# start of Data in this exercise

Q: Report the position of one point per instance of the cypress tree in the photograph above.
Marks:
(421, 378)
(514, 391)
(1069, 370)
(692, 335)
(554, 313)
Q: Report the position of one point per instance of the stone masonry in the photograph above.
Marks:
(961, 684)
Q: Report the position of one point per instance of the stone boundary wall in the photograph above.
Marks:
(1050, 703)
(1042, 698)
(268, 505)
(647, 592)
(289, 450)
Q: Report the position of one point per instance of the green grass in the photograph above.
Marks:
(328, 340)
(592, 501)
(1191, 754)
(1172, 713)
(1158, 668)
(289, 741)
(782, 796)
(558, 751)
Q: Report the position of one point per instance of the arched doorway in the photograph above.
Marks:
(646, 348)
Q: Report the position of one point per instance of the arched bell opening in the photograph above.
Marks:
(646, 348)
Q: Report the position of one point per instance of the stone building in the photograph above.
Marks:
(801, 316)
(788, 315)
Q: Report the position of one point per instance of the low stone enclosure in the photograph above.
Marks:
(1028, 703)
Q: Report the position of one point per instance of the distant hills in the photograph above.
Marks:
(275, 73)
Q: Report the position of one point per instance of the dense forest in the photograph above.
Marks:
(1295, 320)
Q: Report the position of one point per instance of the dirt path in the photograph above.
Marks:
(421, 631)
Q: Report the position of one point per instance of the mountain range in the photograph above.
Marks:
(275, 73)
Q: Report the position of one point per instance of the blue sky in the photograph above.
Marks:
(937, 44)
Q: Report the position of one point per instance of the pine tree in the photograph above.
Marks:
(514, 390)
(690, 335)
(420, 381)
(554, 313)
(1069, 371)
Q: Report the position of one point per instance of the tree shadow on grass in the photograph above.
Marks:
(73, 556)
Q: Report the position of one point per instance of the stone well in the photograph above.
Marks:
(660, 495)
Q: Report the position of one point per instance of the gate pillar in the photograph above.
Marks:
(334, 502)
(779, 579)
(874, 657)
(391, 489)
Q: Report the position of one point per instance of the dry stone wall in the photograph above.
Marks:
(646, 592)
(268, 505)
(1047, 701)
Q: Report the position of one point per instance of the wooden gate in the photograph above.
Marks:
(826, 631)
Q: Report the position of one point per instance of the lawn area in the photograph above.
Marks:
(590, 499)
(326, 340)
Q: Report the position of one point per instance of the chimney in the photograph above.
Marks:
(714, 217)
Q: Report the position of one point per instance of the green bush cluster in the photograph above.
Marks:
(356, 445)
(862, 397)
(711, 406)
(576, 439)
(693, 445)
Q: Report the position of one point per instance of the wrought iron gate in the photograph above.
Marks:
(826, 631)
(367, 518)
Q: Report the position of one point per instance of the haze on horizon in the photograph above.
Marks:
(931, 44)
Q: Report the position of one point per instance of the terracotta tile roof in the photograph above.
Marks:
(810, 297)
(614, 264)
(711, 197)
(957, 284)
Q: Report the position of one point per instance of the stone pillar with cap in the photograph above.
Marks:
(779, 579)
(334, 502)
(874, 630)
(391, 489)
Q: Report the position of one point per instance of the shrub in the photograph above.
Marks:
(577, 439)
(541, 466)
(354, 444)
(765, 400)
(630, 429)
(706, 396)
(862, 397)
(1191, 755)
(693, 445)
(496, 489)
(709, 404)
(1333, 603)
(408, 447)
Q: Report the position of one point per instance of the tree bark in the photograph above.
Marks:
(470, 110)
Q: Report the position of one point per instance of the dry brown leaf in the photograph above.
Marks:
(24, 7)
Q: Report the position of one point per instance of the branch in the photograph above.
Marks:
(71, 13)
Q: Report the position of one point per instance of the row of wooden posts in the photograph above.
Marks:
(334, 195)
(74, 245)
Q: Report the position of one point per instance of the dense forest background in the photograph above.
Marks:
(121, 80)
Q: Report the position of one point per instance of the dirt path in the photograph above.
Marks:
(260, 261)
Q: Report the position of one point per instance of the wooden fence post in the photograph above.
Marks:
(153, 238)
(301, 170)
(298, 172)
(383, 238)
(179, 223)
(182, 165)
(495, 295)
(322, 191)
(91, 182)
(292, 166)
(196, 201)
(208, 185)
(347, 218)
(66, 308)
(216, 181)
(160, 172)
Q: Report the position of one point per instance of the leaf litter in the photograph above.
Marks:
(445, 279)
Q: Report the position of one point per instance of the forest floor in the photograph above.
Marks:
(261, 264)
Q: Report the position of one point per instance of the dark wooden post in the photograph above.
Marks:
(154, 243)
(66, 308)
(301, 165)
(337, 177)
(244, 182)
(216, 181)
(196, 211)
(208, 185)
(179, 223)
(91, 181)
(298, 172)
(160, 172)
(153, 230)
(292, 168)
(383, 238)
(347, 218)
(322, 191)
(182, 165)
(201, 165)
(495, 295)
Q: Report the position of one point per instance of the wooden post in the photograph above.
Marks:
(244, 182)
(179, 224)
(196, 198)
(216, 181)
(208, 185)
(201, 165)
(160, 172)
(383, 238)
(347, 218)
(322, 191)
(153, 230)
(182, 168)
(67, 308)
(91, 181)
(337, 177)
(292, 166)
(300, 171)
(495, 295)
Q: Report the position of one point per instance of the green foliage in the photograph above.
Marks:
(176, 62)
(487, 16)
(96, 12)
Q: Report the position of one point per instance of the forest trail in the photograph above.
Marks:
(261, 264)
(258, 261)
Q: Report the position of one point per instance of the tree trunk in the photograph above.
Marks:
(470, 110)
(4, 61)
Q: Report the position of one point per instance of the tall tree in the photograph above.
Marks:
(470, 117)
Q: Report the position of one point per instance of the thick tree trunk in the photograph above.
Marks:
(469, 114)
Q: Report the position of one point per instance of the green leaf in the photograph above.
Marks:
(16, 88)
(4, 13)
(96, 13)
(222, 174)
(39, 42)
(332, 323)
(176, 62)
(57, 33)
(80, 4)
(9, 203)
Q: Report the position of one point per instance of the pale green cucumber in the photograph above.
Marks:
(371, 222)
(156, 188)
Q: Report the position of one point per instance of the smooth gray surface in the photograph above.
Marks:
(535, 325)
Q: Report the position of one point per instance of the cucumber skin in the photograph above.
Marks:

# end of Data in this exercise

▶ **Short task**:
Output the lines from the one containing "green leaf in the photograph above." through the end of the entries as a JSON list of strings, one string per line, leaving out blank lines.

▶ **Output for this task**:
[
  "Q: Report the position of one point per instance of the green leaf in the photograph above.",
  "Marks:",
  "(16, 88)",
  "(4, 13)",
  "(96, 13)",
  "(222, 174)",
  "(39, 42)",
  "(332, 323)",
  "(176, 62)",
  "(57, 33)",
  "(80, 4)",
  "(9, 203)",
  "Q: Report the position of one point per instance of the pale green cucumber in the photograph above.",
  "Marks:",
  "(371, 222)",
  "(156, 188)",
  "Q: Report the position of one point per instance of the smooth gray surface in the photograph above.",
  "Marks:",
  "(535, 325)",
  "Q: Report the position of one point per instance of the cucumber skin in the photograph above.",
  "Marks:"
]